* TAREAS:
a) Según el texto sobre gobernanza y cambio climático, ¿qué destacó la COP 25?
b) Prosigue el texto sobre gobernanza y cambio climático a partir de su última oración.

En el marco de las investigaciones relacionadas con la gestión de los recursos naturales y la adaptación al cambio climático, se han pergeñado nuevas formas de gobernanza social para enfrentar los retos ecológicos. En este contexto, se ha reconocido el papel que desempeñan los conocimientos y prácticas sociales basados en el capital social, la economía del don y la gestión de los bienes comunes como elementos influyentes en la adaptación al cambio climático y a la sostenibilidad territorial. En el marco de la crisis ecológica, se está reconfigurando un entramado de relaciones sociales caracterizado por la interdependencia entre los agentes, las instituciones y los recursos de los que dependen (Adger, 1999).

Cuando se habla de cambio climático, se invoca de manera ineludible al IPCC[1] de la Naciones Unidas. El último informe del IPCC analiza el trabajo titulado El cambio climático y la tierra (2019a),en el que la sostenibilidad aparece como la prioridad global para enfrentar el desafío climático y la consecución de resultados positivos depende de la implantación de sistemas de gobernanza a nivel local. El mencionado informe explica cómo la crisis climática afecta a las formas de vida y a la seguridad alimentaria, puesto que existen patrones sostenibles y otros que no lo son tanto. Es decir, hay actuaciones humanas que requieren más agua, tierra y energía, lo que a su vez provoca más emisiones de gases de efecto invernadero. Los sistemas más sostenibles son los que presentan mayores oportunidades de adaptación al cambio climático. Existen, pues, maneras de gestionar tanto los riesgos medioambientales como de reducir sus vulnerabilidades a través de enfoques resilientes. La COP 25[2] ha destacado el multilateralismo activista y la necesidad de mayor impulso a la acción de actores no gubernamentales en la lucha contra el cambio climático.

Asimismo, y en una línea similar, el informe elaborado por el IPCC Summaryfor Policymakers (2019b) sugiere fórmulas consuetudinarias de posesión de la tierra, de cogestión, de mapeo comunitario y de descentralización como respuesta al cambio climático. También es significativo el apoyo que se brinda tanto al conocimiento científico como al conocimiento local que emerge de la acción colectiva en su esfuerzo para adaptarse al cambio climático. Las recomendaciones del IPCC señalan una diversidad de adaptaciones posibles al cambio climático, que abarcan tanto la construcción de capacidades autóctonas fundamentadas en prácticas y costumbres sociales como la educación en prácticas de gestión sostenibles.

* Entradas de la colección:
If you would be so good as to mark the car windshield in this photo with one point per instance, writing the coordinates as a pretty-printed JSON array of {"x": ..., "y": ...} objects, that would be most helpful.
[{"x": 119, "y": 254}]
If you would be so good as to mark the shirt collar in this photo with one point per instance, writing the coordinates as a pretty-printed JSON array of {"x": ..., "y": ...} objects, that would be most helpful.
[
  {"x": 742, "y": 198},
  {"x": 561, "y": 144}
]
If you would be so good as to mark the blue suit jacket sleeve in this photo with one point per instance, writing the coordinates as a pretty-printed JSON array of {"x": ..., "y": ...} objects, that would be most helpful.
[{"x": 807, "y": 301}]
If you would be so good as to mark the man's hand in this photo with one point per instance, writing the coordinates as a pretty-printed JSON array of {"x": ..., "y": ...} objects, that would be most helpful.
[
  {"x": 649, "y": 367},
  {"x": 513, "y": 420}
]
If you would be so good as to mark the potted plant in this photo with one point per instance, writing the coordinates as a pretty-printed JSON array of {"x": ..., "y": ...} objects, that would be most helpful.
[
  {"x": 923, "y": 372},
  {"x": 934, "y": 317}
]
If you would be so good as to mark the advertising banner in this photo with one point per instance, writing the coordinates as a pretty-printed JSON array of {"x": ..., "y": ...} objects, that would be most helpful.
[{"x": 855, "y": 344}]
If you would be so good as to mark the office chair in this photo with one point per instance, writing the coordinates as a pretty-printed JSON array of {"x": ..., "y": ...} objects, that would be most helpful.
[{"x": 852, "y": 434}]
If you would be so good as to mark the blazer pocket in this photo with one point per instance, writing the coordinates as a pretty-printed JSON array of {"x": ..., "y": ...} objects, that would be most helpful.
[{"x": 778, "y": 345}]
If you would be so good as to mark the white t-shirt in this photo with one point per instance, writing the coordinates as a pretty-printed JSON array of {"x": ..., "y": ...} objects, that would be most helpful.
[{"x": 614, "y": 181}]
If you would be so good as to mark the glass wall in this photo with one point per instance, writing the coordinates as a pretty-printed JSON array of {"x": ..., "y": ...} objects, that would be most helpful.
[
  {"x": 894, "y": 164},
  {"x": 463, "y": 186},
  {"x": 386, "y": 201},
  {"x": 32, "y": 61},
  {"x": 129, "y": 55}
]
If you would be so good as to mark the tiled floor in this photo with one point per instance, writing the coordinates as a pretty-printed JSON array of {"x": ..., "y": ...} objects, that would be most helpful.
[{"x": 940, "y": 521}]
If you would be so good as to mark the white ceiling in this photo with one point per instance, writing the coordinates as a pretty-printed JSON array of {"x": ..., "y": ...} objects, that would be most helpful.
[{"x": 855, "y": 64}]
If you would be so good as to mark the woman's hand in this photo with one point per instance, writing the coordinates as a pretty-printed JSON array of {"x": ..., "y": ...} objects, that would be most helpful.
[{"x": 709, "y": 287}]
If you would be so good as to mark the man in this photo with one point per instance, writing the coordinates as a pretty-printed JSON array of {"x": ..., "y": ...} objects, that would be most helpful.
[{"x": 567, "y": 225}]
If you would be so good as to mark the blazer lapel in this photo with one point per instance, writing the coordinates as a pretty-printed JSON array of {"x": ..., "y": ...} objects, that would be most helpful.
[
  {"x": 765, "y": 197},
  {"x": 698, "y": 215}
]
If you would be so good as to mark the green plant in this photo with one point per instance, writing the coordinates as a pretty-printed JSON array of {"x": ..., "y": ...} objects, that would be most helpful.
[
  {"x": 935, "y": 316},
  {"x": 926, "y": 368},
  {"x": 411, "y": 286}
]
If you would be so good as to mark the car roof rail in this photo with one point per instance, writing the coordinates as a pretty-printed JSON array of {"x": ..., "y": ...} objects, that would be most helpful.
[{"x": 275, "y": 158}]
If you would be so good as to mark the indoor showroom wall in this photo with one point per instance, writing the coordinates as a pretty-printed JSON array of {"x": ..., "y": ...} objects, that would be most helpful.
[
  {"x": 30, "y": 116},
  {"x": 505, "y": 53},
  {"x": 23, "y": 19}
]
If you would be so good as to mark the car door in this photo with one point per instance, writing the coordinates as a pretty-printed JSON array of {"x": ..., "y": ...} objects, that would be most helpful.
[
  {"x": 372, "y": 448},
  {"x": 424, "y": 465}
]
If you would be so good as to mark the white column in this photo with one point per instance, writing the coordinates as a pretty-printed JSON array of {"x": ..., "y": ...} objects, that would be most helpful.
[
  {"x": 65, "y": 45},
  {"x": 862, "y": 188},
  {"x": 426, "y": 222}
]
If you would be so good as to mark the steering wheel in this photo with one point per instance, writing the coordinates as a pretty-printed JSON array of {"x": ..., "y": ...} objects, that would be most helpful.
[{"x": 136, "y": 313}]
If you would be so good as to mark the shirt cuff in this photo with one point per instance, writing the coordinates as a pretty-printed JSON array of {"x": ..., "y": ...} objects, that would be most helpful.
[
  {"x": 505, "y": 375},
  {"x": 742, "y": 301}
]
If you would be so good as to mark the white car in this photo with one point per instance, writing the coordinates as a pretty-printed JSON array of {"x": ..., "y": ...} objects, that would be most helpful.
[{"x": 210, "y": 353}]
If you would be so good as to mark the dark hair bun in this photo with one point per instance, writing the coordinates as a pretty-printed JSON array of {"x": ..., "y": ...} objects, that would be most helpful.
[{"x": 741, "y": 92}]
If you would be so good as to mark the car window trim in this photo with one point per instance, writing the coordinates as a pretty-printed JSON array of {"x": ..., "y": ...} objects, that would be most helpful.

* RESPUESTAS DEL EJERCICIO:
a) El multilateralismo activista y la necesidad de mayor impulso a la acción de actores no gubernamentales en la lucha contra el cambio climático.

b)
        Las respuestas adaptativas dependen en última instancia de las condiciones socioeconómicas locales y de los diferentes contextos ambientales y culturales. Por esta razón, la tendencia actual es desplegar varias opciones que generen un abanico de repuestas en cuyo diseño se incorporen políticas públicas, instituciones y sistemas de gobernanza que impulsen la resiliencia social y la participación. En este sentido, y dada la diversidad de actores involucrados, se privilegian enfoques de políticas que incluyan sistemas combinados sobre clima, salud, protección social, redes de seguridad adaptativas, sistemas de alerta temprana y planes de contingencia.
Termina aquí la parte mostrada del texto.